_Task statement_: Print the rows from the line with "hind leg? Give me the box." up to and including the line with "[35,60,57,81]", reproducing each line exactly as it appears.
↓↓↓
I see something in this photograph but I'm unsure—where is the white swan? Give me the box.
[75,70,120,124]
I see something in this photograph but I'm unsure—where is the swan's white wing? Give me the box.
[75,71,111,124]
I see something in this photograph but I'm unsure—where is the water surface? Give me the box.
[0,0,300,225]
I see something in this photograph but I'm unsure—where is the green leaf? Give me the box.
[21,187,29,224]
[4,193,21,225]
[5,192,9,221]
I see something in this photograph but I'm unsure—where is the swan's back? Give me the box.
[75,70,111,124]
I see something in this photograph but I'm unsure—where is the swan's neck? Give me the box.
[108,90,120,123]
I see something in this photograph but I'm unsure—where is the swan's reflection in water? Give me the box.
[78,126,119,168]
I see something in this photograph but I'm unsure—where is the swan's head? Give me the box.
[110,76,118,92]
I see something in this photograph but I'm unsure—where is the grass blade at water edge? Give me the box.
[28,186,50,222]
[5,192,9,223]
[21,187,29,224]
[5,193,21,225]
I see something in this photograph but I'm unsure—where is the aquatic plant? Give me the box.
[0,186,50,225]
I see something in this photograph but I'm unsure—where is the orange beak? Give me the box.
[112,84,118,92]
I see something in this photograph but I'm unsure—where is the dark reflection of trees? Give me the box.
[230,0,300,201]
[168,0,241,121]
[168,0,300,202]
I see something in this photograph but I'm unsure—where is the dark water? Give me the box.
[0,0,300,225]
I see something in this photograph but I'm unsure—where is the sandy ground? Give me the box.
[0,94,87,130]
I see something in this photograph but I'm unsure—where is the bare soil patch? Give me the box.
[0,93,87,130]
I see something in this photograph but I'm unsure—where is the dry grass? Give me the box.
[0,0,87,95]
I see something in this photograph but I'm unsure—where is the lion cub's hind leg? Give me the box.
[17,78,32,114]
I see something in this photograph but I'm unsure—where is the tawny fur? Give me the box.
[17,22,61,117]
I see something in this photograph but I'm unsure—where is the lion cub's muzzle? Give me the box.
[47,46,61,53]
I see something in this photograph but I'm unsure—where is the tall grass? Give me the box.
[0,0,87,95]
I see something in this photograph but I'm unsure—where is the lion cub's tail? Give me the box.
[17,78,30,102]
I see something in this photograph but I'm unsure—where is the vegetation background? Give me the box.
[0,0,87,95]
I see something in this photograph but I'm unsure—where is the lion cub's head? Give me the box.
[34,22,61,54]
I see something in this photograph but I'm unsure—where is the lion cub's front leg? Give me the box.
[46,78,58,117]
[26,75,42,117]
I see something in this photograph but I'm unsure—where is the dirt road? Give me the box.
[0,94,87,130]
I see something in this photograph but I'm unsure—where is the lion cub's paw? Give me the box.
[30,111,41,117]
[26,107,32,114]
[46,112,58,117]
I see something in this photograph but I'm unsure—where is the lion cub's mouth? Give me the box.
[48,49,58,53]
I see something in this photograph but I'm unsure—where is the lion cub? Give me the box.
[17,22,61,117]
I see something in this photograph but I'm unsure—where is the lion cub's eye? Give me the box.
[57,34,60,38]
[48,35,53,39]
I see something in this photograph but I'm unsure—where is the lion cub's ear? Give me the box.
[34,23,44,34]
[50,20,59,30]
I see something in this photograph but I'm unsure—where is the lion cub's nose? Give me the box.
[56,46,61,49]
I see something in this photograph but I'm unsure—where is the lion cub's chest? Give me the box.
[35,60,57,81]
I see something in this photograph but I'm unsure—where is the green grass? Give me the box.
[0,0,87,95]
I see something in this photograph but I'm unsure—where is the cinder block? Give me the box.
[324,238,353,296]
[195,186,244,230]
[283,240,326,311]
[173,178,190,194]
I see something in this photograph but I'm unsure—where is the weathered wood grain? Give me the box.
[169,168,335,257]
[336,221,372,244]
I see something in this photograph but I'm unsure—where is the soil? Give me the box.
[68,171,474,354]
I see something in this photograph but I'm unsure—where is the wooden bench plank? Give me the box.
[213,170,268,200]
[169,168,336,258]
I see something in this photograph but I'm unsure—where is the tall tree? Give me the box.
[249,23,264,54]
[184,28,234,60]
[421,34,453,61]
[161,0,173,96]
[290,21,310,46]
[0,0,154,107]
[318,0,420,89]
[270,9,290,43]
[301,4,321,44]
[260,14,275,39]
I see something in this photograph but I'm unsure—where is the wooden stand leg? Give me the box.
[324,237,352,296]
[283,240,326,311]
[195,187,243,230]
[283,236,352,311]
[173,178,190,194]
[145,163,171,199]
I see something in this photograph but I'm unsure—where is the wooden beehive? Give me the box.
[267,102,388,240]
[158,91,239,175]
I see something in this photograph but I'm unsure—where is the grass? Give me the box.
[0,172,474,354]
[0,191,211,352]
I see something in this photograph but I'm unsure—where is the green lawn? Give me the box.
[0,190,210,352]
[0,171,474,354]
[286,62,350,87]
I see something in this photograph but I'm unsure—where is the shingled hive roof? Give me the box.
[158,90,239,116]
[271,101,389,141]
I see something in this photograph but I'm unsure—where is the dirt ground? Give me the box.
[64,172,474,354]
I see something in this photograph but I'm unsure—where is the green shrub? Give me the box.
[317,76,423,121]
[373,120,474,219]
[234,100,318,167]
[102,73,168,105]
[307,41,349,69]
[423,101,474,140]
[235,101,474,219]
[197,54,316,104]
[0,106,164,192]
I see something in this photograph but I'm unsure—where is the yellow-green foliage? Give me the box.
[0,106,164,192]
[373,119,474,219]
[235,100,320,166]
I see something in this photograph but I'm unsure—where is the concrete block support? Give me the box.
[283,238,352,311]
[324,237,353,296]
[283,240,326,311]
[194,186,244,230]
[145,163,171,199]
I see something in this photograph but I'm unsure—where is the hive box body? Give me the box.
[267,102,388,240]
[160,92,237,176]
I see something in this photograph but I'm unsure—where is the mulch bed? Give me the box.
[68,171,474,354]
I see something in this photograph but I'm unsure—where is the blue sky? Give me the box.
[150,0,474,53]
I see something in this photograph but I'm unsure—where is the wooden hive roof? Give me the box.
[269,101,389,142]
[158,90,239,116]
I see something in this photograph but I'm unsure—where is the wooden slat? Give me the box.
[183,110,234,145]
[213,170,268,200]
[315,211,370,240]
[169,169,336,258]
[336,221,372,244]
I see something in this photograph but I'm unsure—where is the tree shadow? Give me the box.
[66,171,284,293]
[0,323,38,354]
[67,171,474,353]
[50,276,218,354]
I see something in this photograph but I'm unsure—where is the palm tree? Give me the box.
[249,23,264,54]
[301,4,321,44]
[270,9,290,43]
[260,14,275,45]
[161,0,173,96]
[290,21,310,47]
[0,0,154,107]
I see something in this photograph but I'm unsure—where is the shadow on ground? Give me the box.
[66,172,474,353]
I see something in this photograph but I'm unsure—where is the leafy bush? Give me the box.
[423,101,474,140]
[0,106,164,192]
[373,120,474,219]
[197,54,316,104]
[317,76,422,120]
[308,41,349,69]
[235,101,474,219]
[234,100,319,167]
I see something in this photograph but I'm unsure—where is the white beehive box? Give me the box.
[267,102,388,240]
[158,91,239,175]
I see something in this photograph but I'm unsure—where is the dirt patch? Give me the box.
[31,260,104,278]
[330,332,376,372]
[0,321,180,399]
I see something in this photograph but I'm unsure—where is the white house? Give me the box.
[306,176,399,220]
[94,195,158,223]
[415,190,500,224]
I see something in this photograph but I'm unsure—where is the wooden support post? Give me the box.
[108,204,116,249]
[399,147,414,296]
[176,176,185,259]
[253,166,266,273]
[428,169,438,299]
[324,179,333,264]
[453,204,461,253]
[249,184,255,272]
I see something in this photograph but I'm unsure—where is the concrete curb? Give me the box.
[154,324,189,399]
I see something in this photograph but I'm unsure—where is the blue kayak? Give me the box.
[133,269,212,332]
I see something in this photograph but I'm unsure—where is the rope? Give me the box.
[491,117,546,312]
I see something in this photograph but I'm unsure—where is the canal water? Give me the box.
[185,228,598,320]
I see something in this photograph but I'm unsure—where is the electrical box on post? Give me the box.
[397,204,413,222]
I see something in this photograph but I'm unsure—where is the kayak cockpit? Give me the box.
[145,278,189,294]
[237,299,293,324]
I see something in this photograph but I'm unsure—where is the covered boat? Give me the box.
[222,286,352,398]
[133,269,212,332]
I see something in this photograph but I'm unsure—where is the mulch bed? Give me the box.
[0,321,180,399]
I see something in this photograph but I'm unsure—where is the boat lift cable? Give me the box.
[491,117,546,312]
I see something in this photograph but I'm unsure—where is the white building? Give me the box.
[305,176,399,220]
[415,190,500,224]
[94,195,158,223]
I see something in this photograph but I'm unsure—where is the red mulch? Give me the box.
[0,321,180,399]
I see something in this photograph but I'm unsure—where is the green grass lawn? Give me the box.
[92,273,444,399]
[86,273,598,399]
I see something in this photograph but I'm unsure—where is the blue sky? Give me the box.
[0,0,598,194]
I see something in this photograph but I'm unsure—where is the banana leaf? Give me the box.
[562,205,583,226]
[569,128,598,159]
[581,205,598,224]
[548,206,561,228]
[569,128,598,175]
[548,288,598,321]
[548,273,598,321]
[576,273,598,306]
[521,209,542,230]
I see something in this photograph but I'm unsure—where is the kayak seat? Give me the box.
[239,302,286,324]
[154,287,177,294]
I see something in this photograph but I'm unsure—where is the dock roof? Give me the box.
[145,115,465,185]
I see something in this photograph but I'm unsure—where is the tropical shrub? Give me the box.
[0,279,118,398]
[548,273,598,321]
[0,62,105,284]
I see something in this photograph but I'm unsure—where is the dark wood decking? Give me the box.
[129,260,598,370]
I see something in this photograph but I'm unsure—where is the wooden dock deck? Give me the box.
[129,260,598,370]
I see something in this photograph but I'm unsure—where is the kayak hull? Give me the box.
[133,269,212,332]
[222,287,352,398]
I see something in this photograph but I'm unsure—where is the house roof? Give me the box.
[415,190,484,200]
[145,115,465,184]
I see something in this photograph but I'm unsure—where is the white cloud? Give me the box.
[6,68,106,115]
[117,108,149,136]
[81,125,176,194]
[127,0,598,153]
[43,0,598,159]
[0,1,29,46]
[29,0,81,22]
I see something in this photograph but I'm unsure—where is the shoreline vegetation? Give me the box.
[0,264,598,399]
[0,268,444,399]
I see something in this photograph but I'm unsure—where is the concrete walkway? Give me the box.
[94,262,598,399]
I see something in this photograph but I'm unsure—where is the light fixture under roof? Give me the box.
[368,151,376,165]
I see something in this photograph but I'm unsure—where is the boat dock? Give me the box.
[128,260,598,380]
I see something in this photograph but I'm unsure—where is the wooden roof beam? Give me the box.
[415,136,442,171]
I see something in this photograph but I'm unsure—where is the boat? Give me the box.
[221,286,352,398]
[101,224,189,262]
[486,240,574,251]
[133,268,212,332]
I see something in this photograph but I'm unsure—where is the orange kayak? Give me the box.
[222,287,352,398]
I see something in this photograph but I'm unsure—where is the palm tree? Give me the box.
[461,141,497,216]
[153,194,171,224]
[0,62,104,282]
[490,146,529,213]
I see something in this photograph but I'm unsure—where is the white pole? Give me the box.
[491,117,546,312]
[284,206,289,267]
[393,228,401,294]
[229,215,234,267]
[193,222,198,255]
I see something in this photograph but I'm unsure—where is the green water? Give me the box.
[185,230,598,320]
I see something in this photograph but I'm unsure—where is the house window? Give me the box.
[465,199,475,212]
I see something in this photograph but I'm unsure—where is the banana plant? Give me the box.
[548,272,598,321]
↑↑↑
_Answer to the exercise_:
I see something in this photograph but I'm unsure—where is the lion cub's hind leg? Give me the box.
[17,78,32,114]
I see something in this photograph but I'm unsure—where is the tawny fur? Give me the box.
[17,22,61,117]
I see something in this photograph but I'm unsure—where is the lion cub's muzzle? Give me the box.
[47,46,61,53]
I see something in this photograph but I'm unsure—where is the tall grass? Give me the box.
[0,0,87,95]
I see something in this photograph but I'm unsure—where is the lion cub's tail? Give me the box.
[17,78,30,102]
I see something in this photograph but I'm unsure—where is the vegetation background? Give me the box.
[0,0,87,95]
I see something in this photograph but I'm unsure—where is the lion cub's head? Give me the box.
[34,22,61,54]
I see something in this photograph but I'm unsure—where is the lion cub's front leg? Give me the box.
[46,78,58,117]
[26,75,42,117]
I see something in this photograph but I'm unsure—where is the dirt road? Give me the box.
[0,94,87,130]
I see something in this photograph but I'm unsure—where is the lion cub's paw? Give me the box.
[30,111,41,117]
[26,107,32,114]
[46,112,58,117]
I see something in this photograph but I'm unsure—where is the lion cub's mouth? Give me the box.
[48,49,58,53]
I see something in this photograph but I'm unsure—where is the lion cub? Give me the box.
[17,22,61,117]
I see something in this photograph but I'm unsure—where is the lion cub's eye? Give me the box.
[57,34,60,38]
[48,35,53,39]
I see something in this photograph but I'm unsure—where is the lion cub's ear? Give me the box.
[34,23,44,34]
[50,20,59,30]
I see something in this photograph but I'm unsure—where is the lion cub's nose? Give me the box.
[56,46,61,49]
I see something in this photograph but I'm unsure—where is the lion cub's chest? Give me the box.
[35,60,57,81]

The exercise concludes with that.